Top of DATASET

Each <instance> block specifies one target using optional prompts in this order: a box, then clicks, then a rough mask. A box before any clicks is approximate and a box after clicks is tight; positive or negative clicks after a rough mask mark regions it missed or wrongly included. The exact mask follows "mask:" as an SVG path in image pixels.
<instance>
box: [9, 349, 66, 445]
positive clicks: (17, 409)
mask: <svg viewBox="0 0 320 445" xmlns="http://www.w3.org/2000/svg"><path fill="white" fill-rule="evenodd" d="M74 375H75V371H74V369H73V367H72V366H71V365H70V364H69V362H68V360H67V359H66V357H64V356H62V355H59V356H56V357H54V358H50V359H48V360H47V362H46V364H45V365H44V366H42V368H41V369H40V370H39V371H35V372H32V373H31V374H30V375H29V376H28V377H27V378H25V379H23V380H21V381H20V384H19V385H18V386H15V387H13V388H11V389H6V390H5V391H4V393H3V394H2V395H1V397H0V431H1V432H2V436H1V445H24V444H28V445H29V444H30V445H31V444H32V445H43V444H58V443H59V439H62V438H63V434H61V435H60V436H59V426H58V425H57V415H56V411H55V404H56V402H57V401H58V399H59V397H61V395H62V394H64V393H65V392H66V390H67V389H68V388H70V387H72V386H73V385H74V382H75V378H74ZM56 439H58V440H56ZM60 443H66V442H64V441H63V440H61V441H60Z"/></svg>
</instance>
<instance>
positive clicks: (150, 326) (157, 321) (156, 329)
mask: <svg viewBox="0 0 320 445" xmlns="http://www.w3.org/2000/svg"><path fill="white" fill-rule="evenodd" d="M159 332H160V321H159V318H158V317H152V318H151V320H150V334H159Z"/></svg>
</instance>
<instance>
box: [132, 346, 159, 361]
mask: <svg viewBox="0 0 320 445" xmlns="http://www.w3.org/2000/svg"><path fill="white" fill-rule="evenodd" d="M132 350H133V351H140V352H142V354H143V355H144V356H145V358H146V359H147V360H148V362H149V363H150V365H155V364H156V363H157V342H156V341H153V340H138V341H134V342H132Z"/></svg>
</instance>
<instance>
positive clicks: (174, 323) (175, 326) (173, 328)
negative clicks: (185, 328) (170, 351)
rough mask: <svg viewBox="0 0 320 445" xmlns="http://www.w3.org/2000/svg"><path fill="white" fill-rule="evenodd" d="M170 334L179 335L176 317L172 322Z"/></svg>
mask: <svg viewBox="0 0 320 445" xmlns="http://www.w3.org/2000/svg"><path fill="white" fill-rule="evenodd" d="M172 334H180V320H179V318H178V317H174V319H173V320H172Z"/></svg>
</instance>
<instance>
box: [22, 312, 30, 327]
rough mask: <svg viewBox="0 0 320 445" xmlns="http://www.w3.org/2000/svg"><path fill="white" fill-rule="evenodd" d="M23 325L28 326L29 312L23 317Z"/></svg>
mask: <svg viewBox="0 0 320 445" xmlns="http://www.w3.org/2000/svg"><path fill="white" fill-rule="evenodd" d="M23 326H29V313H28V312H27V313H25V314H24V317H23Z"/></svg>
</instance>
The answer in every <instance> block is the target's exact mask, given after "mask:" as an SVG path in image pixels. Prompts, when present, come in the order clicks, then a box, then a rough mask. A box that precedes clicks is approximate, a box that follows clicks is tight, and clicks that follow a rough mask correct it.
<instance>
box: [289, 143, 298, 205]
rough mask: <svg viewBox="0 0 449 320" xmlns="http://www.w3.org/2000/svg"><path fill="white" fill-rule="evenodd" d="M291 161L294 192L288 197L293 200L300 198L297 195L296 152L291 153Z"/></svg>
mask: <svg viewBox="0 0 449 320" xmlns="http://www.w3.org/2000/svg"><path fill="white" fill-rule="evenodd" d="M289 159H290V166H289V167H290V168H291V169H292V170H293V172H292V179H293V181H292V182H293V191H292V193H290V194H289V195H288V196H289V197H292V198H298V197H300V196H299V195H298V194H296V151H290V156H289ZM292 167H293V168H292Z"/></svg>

Bottom of DATASET
Top of DATASET

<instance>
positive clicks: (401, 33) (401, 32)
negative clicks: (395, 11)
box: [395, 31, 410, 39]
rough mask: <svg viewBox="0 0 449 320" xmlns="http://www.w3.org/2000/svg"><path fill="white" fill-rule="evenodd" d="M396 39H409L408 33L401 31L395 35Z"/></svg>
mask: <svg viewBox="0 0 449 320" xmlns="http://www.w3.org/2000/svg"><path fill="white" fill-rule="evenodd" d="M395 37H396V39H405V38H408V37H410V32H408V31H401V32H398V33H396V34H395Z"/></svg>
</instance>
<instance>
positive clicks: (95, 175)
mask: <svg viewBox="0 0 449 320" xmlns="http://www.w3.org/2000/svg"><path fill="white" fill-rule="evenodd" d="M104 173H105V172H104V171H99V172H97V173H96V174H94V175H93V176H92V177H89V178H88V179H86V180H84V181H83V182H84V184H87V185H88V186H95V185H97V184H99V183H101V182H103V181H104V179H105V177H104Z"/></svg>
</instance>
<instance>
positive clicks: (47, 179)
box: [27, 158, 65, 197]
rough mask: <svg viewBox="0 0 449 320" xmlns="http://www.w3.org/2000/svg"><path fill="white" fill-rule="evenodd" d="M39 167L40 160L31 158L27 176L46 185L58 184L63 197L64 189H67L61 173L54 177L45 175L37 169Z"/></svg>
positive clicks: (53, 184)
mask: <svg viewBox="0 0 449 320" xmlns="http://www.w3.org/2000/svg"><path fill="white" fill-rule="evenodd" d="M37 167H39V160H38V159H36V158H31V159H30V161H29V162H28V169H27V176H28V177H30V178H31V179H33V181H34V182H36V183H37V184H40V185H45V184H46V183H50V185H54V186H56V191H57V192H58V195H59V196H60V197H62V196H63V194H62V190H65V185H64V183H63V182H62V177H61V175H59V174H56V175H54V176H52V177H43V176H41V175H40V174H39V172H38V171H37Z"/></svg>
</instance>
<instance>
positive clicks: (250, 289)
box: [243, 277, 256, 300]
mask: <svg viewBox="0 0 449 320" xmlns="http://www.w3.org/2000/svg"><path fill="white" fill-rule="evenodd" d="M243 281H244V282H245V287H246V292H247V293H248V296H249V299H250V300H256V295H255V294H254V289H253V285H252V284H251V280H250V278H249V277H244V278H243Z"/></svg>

Bottom of DATASET

▶ **ABOUT THIS TASK**
Extract and reproduce verbatim the lines from the line containing "167L40 160L31 158L27" up to and including the line containing "positive clicks: (53, 184)".

▶ **TASK RESULT**
rough mask: <svg viewBox="0 0 449 320" xmlns="http://www.w3.org/2000/svg"><path fill="white" fill-rule="evenodd" d="M39 167L40 160L31 158L27 176L46 185L58 184L63 197L64 189H67L61 173L54 177L45 175L37 169Z"/></svg>
positive clicks: (53, 184)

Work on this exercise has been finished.